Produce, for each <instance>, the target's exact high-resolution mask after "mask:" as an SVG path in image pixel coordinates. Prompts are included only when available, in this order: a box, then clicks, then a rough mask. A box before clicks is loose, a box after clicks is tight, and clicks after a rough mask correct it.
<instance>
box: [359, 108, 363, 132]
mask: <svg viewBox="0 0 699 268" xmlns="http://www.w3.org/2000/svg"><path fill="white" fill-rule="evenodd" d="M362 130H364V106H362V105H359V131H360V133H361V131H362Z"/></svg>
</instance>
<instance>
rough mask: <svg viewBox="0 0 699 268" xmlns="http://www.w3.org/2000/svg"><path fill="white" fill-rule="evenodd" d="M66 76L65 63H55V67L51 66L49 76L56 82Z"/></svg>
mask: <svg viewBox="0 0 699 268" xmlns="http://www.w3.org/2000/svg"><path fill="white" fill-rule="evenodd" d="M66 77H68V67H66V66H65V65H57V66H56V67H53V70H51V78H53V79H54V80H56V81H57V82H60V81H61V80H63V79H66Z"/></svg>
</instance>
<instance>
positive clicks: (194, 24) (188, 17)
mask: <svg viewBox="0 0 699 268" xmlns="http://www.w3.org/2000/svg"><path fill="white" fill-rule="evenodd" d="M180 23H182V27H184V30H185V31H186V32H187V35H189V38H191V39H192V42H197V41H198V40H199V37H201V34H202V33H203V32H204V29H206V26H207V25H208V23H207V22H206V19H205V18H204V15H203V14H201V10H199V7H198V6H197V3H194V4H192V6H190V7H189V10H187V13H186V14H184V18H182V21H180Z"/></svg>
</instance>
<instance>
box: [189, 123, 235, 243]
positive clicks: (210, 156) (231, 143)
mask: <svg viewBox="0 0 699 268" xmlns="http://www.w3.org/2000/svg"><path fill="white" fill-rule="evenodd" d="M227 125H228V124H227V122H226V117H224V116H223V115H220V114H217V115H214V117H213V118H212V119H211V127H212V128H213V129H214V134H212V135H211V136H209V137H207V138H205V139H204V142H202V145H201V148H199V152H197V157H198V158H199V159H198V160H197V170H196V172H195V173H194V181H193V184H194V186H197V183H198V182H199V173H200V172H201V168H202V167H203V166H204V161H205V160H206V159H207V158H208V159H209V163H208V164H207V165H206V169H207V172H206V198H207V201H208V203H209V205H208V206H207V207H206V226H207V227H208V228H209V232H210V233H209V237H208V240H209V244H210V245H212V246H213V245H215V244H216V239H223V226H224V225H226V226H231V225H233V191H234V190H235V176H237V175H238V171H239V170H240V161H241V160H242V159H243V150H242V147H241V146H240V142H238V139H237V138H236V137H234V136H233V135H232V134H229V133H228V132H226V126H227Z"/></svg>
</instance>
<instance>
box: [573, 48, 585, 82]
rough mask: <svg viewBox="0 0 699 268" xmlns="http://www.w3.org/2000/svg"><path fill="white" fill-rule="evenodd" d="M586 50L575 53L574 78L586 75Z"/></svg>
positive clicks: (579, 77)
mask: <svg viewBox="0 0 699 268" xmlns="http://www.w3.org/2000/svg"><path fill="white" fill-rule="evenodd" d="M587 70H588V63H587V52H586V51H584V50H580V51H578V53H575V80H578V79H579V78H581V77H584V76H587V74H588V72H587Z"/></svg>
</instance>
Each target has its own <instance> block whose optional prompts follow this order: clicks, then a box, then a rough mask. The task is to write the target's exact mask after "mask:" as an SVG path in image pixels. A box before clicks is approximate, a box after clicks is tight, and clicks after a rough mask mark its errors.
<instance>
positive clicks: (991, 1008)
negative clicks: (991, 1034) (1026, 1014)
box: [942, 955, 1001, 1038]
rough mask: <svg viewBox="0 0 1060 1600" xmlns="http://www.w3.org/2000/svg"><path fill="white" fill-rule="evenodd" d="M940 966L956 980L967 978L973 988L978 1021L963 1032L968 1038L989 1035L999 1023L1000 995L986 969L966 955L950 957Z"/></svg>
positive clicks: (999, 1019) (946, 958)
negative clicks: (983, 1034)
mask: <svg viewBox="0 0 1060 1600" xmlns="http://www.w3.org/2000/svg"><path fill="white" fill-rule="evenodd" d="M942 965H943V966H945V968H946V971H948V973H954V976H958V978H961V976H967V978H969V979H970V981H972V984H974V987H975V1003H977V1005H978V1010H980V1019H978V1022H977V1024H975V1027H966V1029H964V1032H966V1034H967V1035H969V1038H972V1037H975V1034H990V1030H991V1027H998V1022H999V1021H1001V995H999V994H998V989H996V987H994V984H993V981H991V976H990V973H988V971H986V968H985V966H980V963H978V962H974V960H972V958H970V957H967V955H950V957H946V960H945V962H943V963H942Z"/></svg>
=-=-=
▶ [Request]
Count the lines in the records that contain the string "exact". Reply with the number alone.

▶ [Answer to the exercise]
2